* Records for the task
Start of Block

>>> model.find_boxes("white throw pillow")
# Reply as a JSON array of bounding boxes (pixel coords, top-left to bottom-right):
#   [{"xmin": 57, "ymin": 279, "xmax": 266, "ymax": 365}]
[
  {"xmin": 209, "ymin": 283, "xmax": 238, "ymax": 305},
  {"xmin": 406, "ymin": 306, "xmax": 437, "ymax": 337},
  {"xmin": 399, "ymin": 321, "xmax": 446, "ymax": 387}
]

End of Block

* Task prompt
Please return the data above in full, without altering a single line.

* Exercise answer
>>> model.find_boxes("white throw pillow")
# Reply as a JSON array of bounding boxes (pixel coords, top-left to bottom-right):
#   [{"xmin": 57, "ymin": 279, "xmax": 266, "ymax": 365}]
[
  {"xmin": 209, "ymin": 283, "xmax": 238, "ymax": 305},
  {"xmin": 406, "ymin": 306, "xmax": 437, "ymax": 337},
  {"xmin": 399, "ymin": 321, "xmax": 446, "ymax": 387}
]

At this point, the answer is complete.